§ **Task to complete**: Transcribe exactly, and only, the lines from the one containing "scope: entire image above" through the last line of the data.

§ **Extracted data entries**:
────────

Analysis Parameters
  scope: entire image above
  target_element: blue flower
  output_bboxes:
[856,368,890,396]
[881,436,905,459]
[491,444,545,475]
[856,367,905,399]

────────

§ **Task output**:
  scope: entire image above
  target_element: blue flower
  output_bboxes:
[856,368,890,396]
[881,436,905,459]
[491,444,545,475]
[856,367,905,399]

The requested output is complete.